- [Task to complete] Restate each record word for word, from the first to the last.

- [Stored data entries]
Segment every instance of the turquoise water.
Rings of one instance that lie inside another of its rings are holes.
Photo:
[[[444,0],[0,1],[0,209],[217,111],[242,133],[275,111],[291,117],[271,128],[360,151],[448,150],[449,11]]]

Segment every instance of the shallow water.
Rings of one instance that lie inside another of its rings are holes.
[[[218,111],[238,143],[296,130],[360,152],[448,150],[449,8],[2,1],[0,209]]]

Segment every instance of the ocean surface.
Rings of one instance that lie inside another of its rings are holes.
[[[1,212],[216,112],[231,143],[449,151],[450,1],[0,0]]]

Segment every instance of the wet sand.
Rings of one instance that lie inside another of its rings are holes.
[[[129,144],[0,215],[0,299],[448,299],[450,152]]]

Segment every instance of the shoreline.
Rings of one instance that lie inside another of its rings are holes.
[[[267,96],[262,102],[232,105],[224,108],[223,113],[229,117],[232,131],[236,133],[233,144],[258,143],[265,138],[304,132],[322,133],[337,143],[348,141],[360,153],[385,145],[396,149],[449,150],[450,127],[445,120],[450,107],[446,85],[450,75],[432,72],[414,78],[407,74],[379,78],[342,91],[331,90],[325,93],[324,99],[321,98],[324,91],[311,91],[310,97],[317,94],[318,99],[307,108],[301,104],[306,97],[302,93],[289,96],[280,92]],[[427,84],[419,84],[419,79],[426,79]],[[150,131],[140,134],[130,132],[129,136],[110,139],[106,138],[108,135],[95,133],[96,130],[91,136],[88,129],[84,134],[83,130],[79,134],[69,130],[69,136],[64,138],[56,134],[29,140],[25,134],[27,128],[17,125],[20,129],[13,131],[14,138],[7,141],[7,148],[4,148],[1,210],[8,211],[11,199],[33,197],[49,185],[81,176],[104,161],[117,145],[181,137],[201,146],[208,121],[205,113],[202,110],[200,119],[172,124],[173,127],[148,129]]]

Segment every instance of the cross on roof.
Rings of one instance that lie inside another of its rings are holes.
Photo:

- [Your response]
Segment every instance of the turquoise water.
Rings of one instance that lie inside another of its rings are holes.
Photo:
[[[444,0],[0,1],[0,209],[217,111],[242,133],[275,111],[291,117],[271,128],[360,151],[448,150],[449,11]]]

Segment every instance of the shallow water.
Rings of one instance that lie inside another of its rings are holes.
[[[218,111],[238,143],[296,130],[360,152],[448,150],[449,8],[2,1],[0,209]]]

Segment every instance of the ocean surface.
Rings of one instance that lie inside another of its rings are holes.
[[[1,212],[216,112],[231,143],[449,151],[450,1],[0,0]]]

Segment every instance of the wet sand.
Rings of one instance that lie inside another of its rings are holes.
[[[129,144],[0,215],[0,299],[448,299],[450,152]]]

Segment every instance of the shoreline.
Rings of one instance that lie inside another of its rings are holes.
[[[267,96],[262,102],[232,105],[224,108],[223,113],[229,117],[232,131],[236,133],[233,144],[258,143],[265,138],[304,132],[322,133],[337,143],[348,141],[360,153],[385,145],[396,149],[449,150],[450,127],[445,120],[450,107],[446,85],[450,75],[432,72],[414,78],[407,74],[379,78],[342,91],[331,90],[325,93],[324,99],[321,98],[324,91],[311,91],[310,97],[317,94],[318,99],[307,108],[301,104],[306,97],[302,93],[289,96],[280,92]],[[427,84],[419,84],[419,79],[426,79]],[[150,131],[140,134],[130,132],[129,136],[110,139],[106,138],[108,135],[95,133],[96,130],[91,136],[88,129],[84,134],[83,130],[79,134],[69,130],[69,136],[64,138],[56,134],[29,140],[25,134],[27,128],[17,125],[20,129],[13,131],[14,138],[7,141],[7,148],[4,148],[1,210],[8,211],[11,199],[33,197],[49,185],[81,176],[104,161],[117,145],[181,137],[201,146],[208,121],[205,113],[202,110],[200,119],[172,124],[173,127],[148,129]]]

Segment every instance of the cross on roof.
Rings of one instance that lie inside another of its rings are holes.
Photo:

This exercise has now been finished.